■ **DOCUMENT PASSAGE**
────────────────────
We are also in the process of identifying additional consulting alliance
partners. We anticipate that this initiative will enable us to speed up the
sales cycle, justify a higher price point and enable the winning of larger
revenue deals, whilst reducing our go-to-market cost and the overhead required
for the delivery of our services.
Sales Strategy and Market
As stated in our Admission Document we are seeing a considerable increase in the
level of interest in innovation as a business process. This market dynamic is
being jointly driven at board level and from within IT departments as well as by
sales, marketing and HR departments, all of which are increasingly being given a
remit to develop an innovation infrastructure. The pressure to innovate is
growing as company boards are seeing the real and substantial benefits being
achieved by their competitors who have invested in this area, as they seek to
increase margins and gain competitive advantage.
With this in mind, and by focusing on developing the right partner channels, we
have been able to rapidly gain access to the very top levels within major global
organisations.
We continue to build a large pipeline of opportunities both in the US and Europe
and are confident of our ability to convert these opportunities and maintain
high rates of growth in the coming year.
Marketing Activities
As a result of a growing awareness of the innovation market, the number of
specific innovation related conferences has significantly increased in the last
year. We sponsored and helped organise the first major UK innovation conference,
hosted by the Financial Times in December 2006, and also sponsored the Front End
conference in Munich in January 2007, the Front End conference in Boston in May
2007 and the World Innovation Forum in New York in June 2007. The funding from
the IPO has enabled us to expand our presence at these conferences and take a
more prominent sponsorship position. We have also seen a significant increase in
the number of attendees at our semi-annual user group events, with attendance up
threefold on the meetings held in 2006.
In the last few months we have begun a series of webinars aimed at new prospects
as well as existing clients, as a means of demonstrating our capabilities and
differentiating ourselves from our competitors.
Geographic Expansion
Since the appointment in January 2007 of Geoff Carss as UK Managing Director, we
have seen a significant increase in opportunities within the UK and Europe. Post
year end we have signed pilot contracts with several major UK organisations,
including COSI, KPMG, Norwich Union, as well as a project for the internal use
of our system within IBM.
────────────────────
■ **DATA SHOWN**
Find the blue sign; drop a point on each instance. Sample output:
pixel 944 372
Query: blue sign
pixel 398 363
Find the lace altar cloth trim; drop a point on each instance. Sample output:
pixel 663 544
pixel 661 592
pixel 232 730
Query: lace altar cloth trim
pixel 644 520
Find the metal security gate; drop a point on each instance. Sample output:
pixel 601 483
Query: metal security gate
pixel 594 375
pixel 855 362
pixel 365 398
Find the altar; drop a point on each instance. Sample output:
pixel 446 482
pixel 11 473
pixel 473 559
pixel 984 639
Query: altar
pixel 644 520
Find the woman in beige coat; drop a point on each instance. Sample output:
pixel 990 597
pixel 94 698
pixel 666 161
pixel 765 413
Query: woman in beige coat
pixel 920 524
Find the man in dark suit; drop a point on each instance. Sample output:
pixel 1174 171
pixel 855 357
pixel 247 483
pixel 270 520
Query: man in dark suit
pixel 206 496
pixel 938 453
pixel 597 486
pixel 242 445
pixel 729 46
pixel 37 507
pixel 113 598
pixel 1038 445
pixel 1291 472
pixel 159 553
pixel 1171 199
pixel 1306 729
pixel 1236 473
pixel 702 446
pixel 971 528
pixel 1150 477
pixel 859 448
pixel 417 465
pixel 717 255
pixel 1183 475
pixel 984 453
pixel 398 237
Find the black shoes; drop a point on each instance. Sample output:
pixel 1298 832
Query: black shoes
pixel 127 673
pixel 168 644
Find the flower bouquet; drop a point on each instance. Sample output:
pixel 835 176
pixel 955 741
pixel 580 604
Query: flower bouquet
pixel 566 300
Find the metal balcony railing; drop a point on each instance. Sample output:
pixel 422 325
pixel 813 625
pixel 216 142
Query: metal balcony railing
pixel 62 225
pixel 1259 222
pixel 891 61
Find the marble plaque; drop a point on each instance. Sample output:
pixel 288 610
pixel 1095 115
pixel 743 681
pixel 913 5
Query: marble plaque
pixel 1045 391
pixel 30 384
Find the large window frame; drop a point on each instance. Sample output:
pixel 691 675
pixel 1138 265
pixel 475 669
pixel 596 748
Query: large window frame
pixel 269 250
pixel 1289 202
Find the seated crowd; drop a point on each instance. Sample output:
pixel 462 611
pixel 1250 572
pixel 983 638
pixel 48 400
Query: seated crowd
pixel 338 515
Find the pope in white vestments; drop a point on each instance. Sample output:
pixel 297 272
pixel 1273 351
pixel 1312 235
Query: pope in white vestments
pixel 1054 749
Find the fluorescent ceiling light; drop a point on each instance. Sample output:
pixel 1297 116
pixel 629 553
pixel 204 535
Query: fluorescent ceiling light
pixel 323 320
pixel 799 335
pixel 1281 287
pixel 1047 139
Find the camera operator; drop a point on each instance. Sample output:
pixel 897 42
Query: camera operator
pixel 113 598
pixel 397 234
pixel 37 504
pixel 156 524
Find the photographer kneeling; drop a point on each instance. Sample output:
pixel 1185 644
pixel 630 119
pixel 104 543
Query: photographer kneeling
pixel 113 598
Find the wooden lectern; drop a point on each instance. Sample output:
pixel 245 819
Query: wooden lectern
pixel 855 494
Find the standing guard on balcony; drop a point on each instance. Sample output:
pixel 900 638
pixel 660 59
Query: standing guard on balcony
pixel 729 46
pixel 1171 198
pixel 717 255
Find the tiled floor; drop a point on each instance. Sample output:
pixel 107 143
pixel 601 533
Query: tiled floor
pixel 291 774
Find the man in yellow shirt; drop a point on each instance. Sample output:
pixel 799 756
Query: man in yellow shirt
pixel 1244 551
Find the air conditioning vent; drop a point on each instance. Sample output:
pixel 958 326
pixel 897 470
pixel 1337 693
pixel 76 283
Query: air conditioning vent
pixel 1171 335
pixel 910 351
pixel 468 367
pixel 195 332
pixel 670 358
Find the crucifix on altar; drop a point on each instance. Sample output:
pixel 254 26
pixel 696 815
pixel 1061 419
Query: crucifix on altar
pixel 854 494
────────────────────
■ **EXERCISE REQUIREMENTS**
Reproduce the business update starting at the words "With this in" and ending after "the coming year.", changing "pipeline" to "portfolio". The lines have no connection to the business update.

■ **WRITTEN RESPONSE**
With this in mind, and by focusing on developing the right partner channels, we
have been able to rapidly gain access to the very top levels within major global
organisations.
We continue to build a large portfolio of opportunities both in the US and Europe
and are confident of our ability to convert these opportunities and maintain
high rates of growth in the coming year.